(Requirements)
Reproduce every line of the records below, requests included, starting with the line that contains "Query: metal staircase" and going on through the end of the records, with each point coordinate in the answers multiplied by 2.35 and rounded to a whole number, halves up. Give only those lines, and leave the pictures out.

(Dataset records)
☆ ☆ ☆ ☆

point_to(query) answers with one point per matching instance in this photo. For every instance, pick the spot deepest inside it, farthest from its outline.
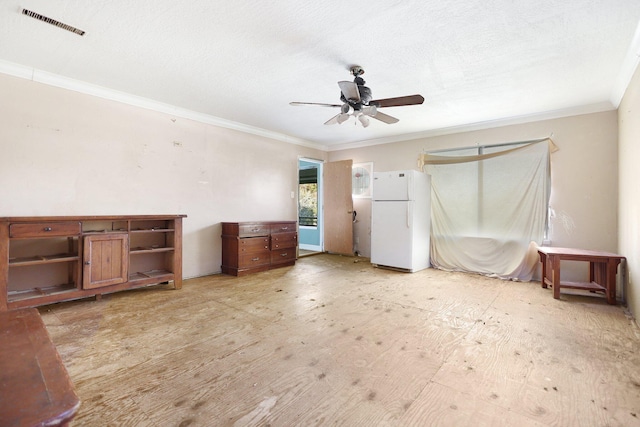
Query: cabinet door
(106, 260)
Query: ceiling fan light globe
(342, 118)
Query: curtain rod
(531, 141)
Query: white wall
(66, 153)
(629, 189)
(584, 175)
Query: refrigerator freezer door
(391, 243)
(394, 185)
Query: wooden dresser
(60, 258)
(249, 247)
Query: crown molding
(490, 124)
(56, 80)
(629, 66)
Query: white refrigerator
(401, 220)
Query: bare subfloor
(333, 341)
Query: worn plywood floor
(332, 341)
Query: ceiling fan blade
(333, 120)
(385, 118)
(320, 104)
(350, 90)
(399, 101)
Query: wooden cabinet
(50, 259)
(249, 247)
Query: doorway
(310, 232)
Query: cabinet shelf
(157, 275)
(148, 250)
(22, 295)
(42, 259)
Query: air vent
(53, 22)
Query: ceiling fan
(357, 102)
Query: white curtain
(489, 210)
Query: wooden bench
(603, 267)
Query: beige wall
(629, 189)
(66, 153)
(584, 176)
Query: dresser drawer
(284, 240)
(253, 245)
(44, 229)
(280, 256)
(283, 227)
(254, 259)
(249, 230)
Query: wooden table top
(35, 388)
(576, 252)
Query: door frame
(320, 226)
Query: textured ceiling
(240, 63)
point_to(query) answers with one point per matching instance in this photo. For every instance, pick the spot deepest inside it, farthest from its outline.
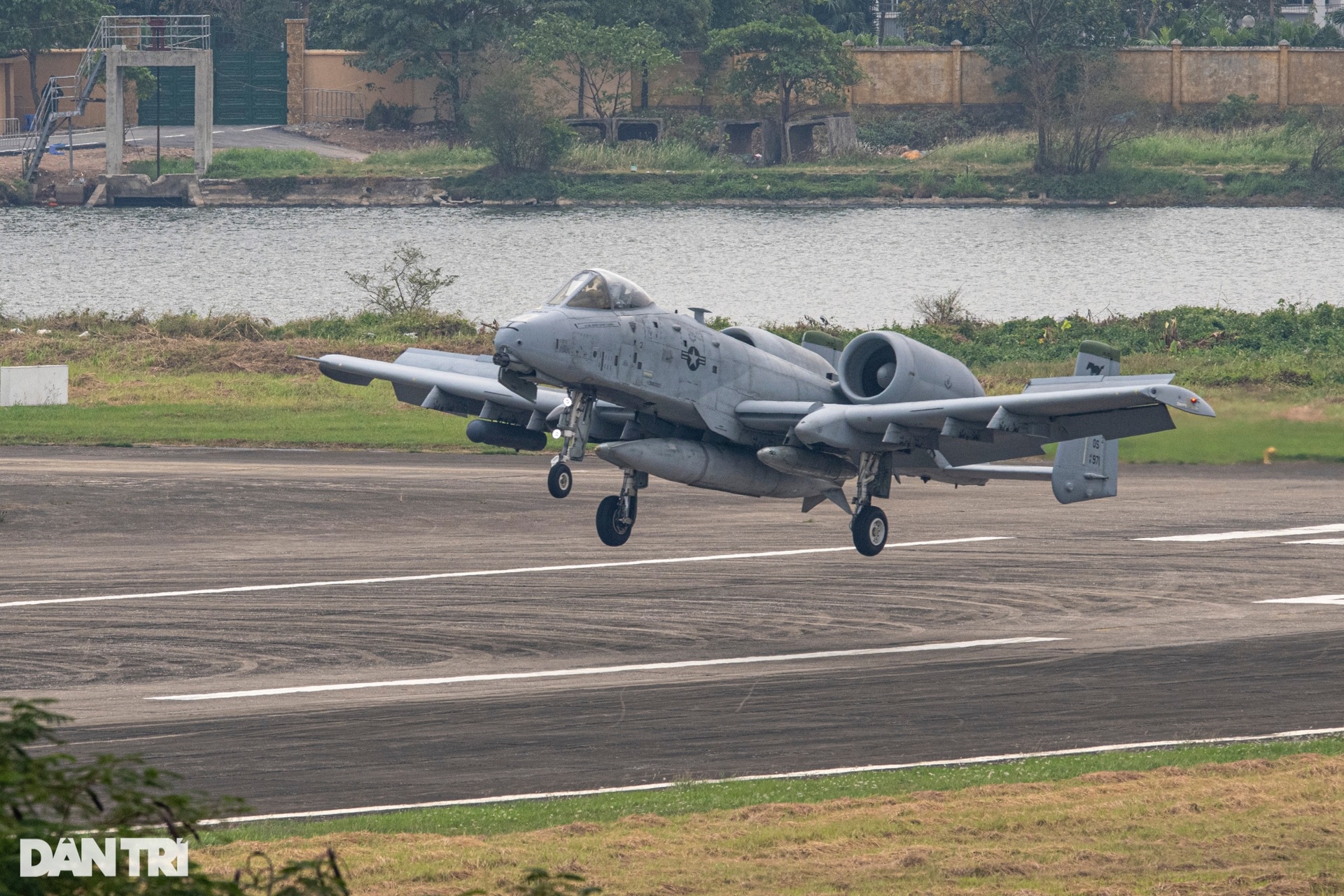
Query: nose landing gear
(573, 426)
(559, 480)
(616, 514)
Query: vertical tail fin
(1097, 359)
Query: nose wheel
(870, 531)
(616, 514)
(559, 480)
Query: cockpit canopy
(601, 289)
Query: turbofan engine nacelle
(881, 368)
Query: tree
(594, 62)
(790, 58)
(508, 120)
(54, 797)
(428, 38)
(38, 26)
(1042, 43)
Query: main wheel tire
(870, 531)
(559, 480)
(610, 526)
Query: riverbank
(1209, 820)
(1265, 166)
(1276, 379)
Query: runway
(318, 630)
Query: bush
(508, 120)
(388, 115)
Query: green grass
(667, 155)
(1250, 147)
(276, 163)
(685, 799)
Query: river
(851, 265)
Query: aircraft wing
(468, 386)
(992, 428)
(457, 391)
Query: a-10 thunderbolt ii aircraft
(750, 413)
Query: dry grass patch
(1254, 827)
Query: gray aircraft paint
(680, 400)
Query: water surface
(859, 266)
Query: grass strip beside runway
(1202, 820)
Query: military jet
(750, 413)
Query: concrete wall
(45, 384)
(62, 62)
(1177, 76)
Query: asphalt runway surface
(1151, 640)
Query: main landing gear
(574, 425)
(869, 524)
(616, 514)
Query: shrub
(388, 115)
(508, 120)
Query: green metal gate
(178, 97)
(251, 89)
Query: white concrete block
(45, 384)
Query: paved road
(1156, 640)
(226, 137)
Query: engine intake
(881, 367)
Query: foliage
(508, 120)
(1042, 45)
(792, 58)
(52, 797)
(390, 115)
(594, 62)
(406, 285)
(438, 41)
(1094, 117)
(945, 311)
(35, 26)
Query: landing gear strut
(574, 425)
(616, 514)
(869, 524)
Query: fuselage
(657, 363)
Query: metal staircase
(136, 33)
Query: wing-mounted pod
(881, 367)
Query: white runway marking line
(606, 671)
(433, 577)
(1247, 533)
(816, 773)
(1336, 599)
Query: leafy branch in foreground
(57, 797)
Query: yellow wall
(64, 62)
(944, 76)
(926, 76)
(332, 70)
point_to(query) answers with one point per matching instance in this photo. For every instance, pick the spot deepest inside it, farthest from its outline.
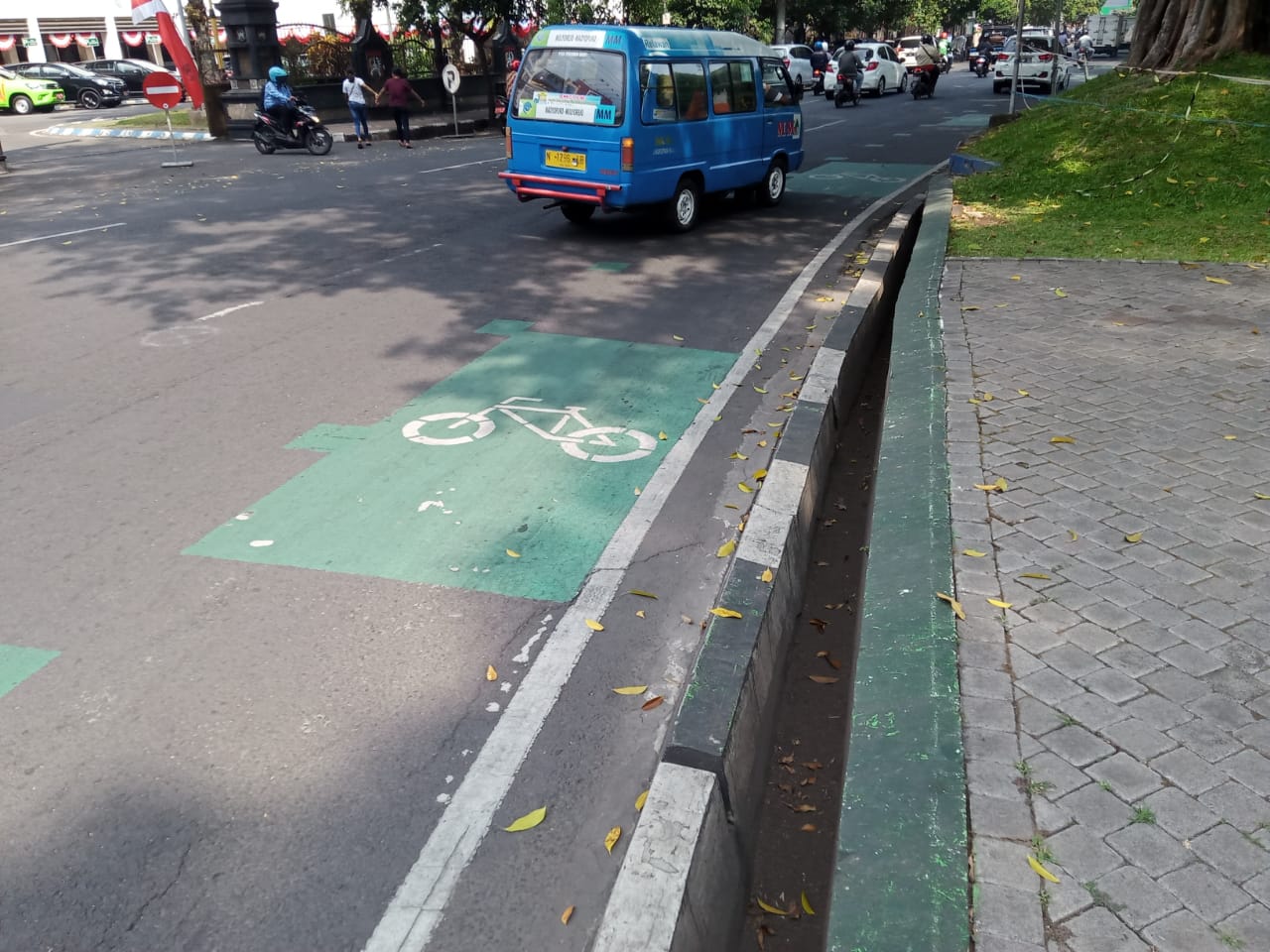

☆ ☆ ☆ ☆

(Answer in full)
Query: metal staircase
(320, 78)
Query: wing-mounted pod
(2070, 862)
Query: white runway marking line
(1424, 1577)
(1018, 1356)
(2930, 1253)
(1918, 1817)
(3140, 1408)
Query: leafy branch in foreground
(134, 1873)
Query: yellow wall
(150, 146)
(2218, 179)
(2176, 179)
(780, 165)
point_to(query) answers with one point per matching instance in this photo. For every instance, pick the spot deepest inside it, farthest from its outline.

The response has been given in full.